• [ZADANIA DO WYKONANIA]
**A.** Zwróć dosłownie fragment artykułu o ucieczce przed policją w Nowej Dębie, który zaczyna się od słów zawierających "Nasza Loteria SR" i kończy na "kilometrów na godzinę.".
**B.** Jaką grzywnę wymierzył sąd 37-latkowi według artykułu o ucieczce przed policją w Nowej Dębie?

• [PODANY FRAGMENT]
•••••

Nasza Loteria SR - pasek na kartach artykułów

37-latek z Warszawy uciekał przed policją w Nowej Dębie. Stracił uprawnienia

/ram/
Tysiąc złotych grzywny i zakaz prowadzenia motocykli przez rok - taką karę wymierzył tarnobrzeski sąd 37-latkowi z Warszawy, który w Nowej Dębie (powiat tarnobrzeski) uciekał przed policją i złamał wiele przepisów ruchu drogowego.

8 czerwca po godzinie 19, patrol policji zauważył motocyklistę, który swoja hondą jechał ulicą Łagockiego w Nowej Dębie z prędkością ponad 100 kilometrów na godzinę.

•••••

• [WYKAZ DANYCH]
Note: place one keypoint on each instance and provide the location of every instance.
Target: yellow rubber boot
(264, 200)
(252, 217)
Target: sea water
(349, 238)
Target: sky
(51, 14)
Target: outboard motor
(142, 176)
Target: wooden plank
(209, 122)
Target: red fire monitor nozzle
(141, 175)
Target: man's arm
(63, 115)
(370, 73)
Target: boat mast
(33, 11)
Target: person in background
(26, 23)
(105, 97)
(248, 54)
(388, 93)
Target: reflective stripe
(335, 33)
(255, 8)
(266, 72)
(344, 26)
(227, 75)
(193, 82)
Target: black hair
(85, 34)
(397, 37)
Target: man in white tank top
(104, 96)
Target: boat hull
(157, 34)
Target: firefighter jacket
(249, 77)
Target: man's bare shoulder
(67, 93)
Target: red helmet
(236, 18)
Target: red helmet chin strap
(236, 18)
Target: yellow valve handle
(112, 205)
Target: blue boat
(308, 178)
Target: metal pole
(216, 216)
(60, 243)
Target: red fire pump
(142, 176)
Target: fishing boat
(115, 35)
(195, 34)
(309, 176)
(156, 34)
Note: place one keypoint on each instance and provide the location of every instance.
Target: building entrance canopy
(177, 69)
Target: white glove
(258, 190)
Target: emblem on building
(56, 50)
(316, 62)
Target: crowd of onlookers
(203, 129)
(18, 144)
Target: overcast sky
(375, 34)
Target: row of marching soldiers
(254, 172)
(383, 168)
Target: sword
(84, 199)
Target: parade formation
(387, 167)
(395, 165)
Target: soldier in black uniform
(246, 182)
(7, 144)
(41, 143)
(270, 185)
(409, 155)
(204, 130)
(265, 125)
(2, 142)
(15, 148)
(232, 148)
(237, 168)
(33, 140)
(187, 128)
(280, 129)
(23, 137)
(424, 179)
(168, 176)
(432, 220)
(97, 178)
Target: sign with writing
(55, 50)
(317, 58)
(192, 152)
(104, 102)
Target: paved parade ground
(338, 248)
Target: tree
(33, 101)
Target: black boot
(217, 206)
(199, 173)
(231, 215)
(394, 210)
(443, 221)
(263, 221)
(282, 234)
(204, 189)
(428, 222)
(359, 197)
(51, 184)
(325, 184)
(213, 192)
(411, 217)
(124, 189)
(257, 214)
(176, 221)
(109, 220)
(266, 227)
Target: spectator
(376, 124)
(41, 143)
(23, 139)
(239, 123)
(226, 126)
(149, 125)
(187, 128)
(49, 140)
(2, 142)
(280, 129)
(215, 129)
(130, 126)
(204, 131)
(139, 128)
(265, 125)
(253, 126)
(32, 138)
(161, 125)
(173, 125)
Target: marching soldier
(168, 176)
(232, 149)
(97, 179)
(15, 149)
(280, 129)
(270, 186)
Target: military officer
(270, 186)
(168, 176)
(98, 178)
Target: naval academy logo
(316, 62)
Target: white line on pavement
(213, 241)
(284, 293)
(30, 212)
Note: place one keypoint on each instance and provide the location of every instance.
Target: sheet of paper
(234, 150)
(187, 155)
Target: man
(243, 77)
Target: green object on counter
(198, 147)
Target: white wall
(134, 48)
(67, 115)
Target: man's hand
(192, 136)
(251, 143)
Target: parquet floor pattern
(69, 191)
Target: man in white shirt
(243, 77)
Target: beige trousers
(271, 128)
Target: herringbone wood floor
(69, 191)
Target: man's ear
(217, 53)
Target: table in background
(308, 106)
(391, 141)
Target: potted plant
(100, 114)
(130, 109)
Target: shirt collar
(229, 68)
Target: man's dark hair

•••••

• [ODPOWIEDZI DO ZADAŃ]
**A.**
Nasza Loteria SR - pasek na kartach artykułów

37-latek z Warszawy uciekał przed policją w Nowej Dębie. Stracił uprawnienia

/ram/
Tysiąc złotych grzywny i zakaz prowadzenia motocykli przez rok - taką karę wymierzył tarnobrzeski sąd 37-latkowi z Warszawy, który w Nowej Dębie (powiat tarnobrzeski) uciekał przed policją i złamał wiele przepisów ruchu drogowego.

8 czerwca po godzinie 19, patrol policji zauważył motocyklistę, który swoja hondą jechał ulicą Łagockiego w Nowej Dębie z prędkością ponad 100 kilometrów na godzinę.

**B.** Tysiąc złotych.